**Task requirements**
**1)** Which arithmetic operator symbols appear as alternatives in the Expression and Term productions of the grammar on the practical solutions page?
**2)** On the practical solutions page, what message does the grammar report when the divisor is zero?
**3)** Write out the part of the practical solutions page starting with "Practical for week" and going on through "PRAC6A.ZIP or PRAC6AC.ZIP.".

**Excerpted passage**

Practical for week 6

Computer Science 3 - 2014

Programming Language Translation

Practical 6 for week beginning 12 May 2014 - solutions

As usual, the sources of full solutions for these problems may be found on the course web page as the file PRAC6A.ZIP or PRAC6AC.ZIP.

While there were some splendid submissions, there were also some very weak ones, so please study the suggestions below, as the ability to add attributes and actions to grammars is crucially important if you are to use a tool like Coco. Furthermore, many people had not done as requested and provided specimen output, which at least might have given some indication of whether their systems worked.

Task 2 - The simple calculator

Adding the mod or % operator is very simple. Note again that one must check for division by zero

    import library.*;

    COMPILER Calc  $CN
    /* Simple five function calculator - Java version
       P.D. Terry, Rhodes University, 2014 */

    CHARACTERS
      digit      = "0123456789" .
      hexdigit   = digit + "ABCDEF" .

    TOKENS
      decNumber  = digit { digit } .
      hexNumber  = "$" hexdigit { hexdigit } .

    IGNORE CHR(0) .. CHR(31)

    PRODUCTIONS
      Calc                                    (. int expValue; .)
      = { Expression<out expValue>
          "="                                 (. IO.writeLine(expValue); .)
        } EOF .

      Expression<out int expValue>            (. int termValue; .)
      = Term<out expValue>
        {   "+" Term<out termValue>           (. expValue = expValue + termValue; .)
          | "-" Term<out termValue>           (. expValue = expValue - termValue; .)
        } .

      Term<out int termValue>                 (. int factValue; .)
      = Factor<out termValue>
        {   "*" Factor<out factValue>         (. termValue = termValue * factValue; .)
          | "/" Factor<out factValue>         (. if (factValue == 0)
                                                   SemError("Quotient - Division by zero");
                                                 else termValue = termValue / factValue; .)

(Image object location entries)

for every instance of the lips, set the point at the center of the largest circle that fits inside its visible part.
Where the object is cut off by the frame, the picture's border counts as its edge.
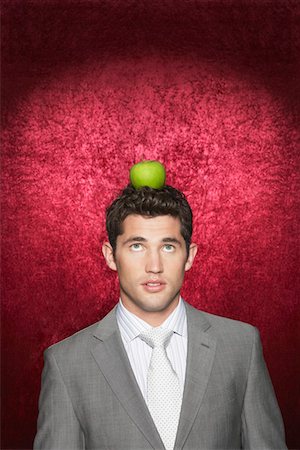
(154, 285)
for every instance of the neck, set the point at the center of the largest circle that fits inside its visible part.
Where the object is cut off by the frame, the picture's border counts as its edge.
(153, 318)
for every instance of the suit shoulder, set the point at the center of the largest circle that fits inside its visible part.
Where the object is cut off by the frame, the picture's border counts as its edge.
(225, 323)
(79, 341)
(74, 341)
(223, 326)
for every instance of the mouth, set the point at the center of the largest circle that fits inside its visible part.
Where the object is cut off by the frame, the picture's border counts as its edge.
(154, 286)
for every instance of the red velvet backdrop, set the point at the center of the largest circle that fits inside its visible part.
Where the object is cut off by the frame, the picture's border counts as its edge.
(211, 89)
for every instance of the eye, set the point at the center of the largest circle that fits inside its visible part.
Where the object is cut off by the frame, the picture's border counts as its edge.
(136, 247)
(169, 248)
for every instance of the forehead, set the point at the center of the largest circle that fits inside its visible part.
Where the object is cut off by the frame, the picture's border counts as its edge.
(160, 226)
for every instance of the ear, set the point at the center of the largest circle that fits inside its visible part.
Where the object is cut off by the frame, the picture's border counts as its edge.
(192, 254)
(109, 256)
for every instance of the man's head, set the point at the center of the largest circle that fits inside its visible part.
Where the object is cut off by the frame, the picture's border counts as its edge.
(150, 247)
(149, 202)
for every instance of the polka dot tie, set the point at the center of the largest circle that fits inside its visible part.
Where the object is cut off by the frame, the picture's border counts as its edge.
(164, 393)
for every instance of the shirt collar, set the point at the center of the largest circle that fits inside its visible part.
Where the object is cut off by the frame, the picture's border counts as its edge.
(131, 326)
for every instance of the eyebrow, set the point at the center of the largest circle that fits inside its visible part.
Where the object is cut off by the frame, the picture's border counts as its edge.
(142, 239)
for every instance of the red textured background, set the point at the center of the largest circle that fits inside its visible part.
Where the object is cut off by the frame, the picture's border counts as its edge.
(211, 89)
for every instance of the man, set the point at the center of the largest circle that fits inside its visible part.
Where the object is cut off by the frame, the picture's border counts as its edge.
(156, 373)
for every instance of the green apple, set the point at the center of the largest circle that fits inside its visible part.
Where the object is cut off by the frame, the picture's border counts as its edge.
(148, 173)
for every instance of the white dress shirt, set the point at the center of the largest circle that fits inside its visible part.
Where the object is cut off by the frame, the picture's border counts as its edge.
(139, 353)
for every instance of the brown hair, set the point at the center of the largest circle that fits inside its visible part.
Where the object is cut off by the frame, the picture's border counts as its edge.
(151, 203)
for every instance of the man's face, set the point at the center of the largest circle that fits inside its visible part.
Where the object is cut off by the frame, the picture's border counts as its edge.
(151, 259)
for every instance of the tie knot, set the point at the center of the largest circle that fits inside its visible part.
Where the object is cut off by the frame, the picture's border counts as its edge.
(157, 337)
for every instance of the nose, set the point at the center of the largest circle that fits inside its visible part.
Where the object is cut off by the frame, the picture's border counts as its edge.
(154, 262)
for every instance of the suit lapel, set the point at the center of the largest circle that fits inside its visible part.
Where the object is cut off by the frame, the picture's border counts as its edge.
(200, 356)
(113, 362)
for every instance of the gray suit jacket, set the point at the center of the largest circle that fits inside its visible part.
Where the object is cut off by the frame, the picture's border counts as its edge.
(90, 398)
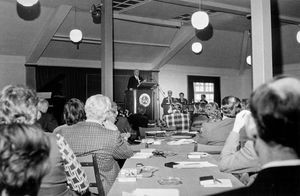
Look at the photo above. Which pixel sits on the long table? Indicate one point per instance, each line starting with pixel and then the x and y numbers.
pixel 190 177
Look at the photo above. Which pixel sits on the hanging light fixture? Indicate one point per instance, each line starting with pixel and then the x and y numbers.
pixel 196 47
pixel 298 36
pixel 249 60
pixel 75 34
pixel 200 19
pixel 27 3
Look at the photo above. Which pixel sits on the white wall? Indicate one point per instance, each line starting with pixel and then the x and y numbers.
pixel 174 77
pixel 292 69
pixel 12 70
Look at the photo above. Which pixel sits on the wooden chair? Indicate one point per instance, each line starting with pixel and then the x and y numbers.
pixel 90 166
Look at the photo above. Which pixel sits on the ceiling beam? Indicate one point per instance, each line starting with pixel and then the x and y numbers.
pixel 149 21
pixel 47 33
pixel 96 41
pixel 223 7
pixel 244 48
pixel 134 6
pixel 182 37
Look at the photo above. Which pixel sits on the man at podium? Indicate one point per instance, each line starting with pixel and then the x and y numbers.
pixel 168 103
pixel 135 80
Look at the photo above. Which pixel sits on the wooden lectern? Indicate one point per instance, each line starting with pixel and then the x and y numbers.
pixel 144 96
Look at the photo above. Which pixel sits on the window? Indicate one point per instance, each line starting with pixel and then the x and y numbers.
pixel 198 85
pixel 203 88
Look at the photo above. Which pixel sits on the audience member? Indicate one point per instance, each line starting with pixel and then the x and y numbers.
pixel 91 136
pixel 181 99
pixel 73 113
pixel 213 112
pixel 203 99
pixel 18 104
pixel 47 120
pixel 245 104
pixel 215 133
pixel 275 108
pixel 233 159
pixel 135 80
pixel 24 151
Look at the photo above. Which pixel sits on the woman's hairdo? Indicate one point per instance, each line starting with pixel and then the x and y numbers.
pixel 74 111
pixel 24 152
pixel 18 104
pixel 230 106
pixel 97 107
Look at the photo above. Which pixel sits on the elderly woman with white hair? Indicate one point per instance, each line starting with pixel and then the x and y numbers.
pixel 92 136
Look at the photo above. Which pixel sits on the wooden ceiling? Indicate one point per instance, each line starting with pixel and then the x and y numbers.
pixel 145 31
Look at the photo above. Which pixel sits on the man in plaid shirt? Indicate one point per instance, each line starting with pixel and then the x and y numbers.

**List of solutions**
**1)**
+
-
*
/

**2)** "Quotient - Division by zero"

**3)**
Practical for week 6

Computer Science 3 - 2014

Programming Language Translation

Practical 6 for week beginning 12 May 2014 - solutions

As usual, the sources of full solutions for these problems may be found on the course web page as the file PRAC6A.ZIP or PRAC6AC.ZIP.